• _Given text_
Stephens: And I think if the Democrats don’t get their act together, he’s going to be the next president of the United States. So, Democrats, get your act together.

Kasparov: Uh-huh. Okay, let’s talk about disagreements. You write a column with Gail Collins at the Times—

Stephens: I did.

Kasparov: —where you model a way of having arguments. So disagreeing about fundamental principles, even, without resorting to hostility or personal attacks. How did that come about?

Stephens: Gail Collins, who had been the editorial-page editor at the beginning of the century, and a longtime liberal columnist at the paper—lovely human being—approached me when I came to the Times and said, You know what—I’d like to do this thing where you and I kind of have a conversation about political topics. And would you do it? I thought, Yeah, sure. You know, why not? I thought it was kind of a courtesy to an older colleague and not central to what I was doing. And then it just took off and became this wildly popular feature, weekly feature in the Times. Our readership was incredible. There was clearly a real hunger among, you know, the silent majority of Times readers for political difference in conversation that wasn’t based on outrage, where people could like each other despite their political differences. I think that’s an untapped market in American political media.

Kasparov: Are we talking about the disagreement on fundamental principles?

Stephens: There’s no question that having at least some baseline shared values, beliefs—

Kasparov: But you do believe that you have shared values because it’s very important for us to actually find out the common ground. What is the core? What are the core values that bring together liberals and conservatives?

Stephens: Well, you know, it’s funny. It used to be when I was growing up in Mexico, but then in the United States, the difference between conservatives and liberals, I mean, was—all happened philosophically within the world of liberalism. I mean, within the model of John Locke and [Thomas] Jefferson, that kind of framed the disagreements. So that, you know, there was no difference between a [Ronald] Reagan and a [Jimmy] Carter on respect for free speech or the value of immigration. I mean, they disagreed about how many B-1 bombers we needed or, you know, whatever, or on how to address inflation. But they were policy differences within the framework of, I think, broadly shared values. We’ve moved from a world where the difference is between liberal and conservative to a world where the difference is between liberal and illiberal. Because I think the Republican party, to a great extent, has become an illiberal party, not a conservative party.

There’s an important distinction, between those two. So I was able to—I think one of the reasons the conversation with Gail succeeded is that we do share basic, you know, values. A basic sense of fairness and decency. She’s not a radical progressive, Democratic Socialist, and I’m not a MAGA Republican.

[Rows from a dataset]

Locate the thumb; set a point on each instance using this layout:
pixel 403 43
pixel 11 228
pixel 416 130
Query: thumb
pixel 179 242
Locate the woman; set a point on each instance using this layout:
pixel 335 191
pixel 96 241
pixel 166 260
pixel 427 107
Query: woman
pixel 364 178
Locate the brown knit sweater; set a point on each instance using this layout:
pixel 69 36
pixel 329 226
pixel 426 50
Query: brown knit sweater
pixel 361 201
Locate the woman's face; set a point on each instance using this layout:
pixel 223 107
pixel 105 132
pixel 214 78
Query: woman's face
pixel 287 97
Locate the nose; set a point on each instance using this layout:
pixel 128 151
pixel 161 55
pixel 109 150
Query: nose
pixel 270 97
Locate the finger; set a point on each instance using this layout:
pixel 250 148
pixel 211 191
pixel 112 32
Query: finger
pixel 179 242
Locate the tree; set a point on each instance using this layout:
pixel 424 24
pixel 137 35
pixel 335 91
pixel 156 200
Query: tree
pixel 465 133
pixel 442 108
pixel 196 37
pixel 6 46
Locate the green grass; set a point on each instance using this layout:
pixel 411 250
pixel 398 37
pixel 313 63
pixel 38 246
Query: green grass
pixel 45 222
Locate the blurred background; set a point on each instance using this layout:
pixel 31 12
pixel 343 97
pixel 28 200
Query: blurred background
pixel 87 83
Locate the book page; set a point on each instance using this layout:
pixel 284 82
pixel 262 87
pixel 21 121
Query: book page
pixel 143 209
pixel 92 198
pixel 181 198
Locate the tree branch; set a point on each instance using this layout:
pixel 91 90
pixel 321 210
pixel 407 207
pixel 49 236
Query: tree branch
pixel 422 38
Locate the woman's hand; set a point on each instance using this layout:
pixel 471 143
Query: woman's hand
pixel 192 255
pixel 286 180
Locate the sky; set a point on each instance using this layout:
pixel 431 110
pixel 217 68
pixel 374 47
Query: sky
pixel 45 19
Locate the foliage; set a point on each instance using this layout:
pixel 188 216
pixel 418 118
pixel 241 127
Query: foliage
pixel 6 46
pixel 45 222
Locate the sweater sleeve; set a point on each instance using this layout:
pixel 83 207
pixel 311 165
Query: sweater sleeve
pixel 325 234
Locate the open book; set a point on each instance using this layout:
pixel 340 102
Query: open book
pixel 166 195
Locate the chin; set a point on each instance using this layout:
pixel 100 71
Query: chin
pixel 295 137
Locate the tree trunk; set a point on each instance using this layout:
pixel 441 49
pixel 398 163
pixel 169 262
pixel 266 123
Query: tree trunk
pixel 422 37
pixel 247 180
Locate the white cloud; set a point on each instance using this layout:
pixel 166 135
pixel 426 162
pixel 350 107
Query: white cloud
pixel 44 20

• _Exercises_
1: Turn the paragraph of the interview that starts "Gail Collins, who had been the editorial-page editor" into a short bulleted list that keeps its main facts.
2: List every person Stephens mentions by name in his remarks in the interview.
The data has nothing to do with what you're asked to do.

• _Task results_
1:
- Gail Collins, the Times's editorial-page editor at the start of the century and a longtime liberal columnist there, approached Stephens when he joined the paper.
- She proposed that the two of them hold conversations about political topics, and he agreed.
- At first he saw it as a courtesy to an older colleague, not central to his work.
- It became a wildly popular weekly feature with incredible readership.
- He says it showed a real hunger among many Times readers for political disagreement without outrage, where people could like each other despite their differences.
- He calls this an untapped market in American political media.

2:
- Gail Collins
- John Locke
- Thomas Jefferson
- Ronald Reagan
- Jimmy Carter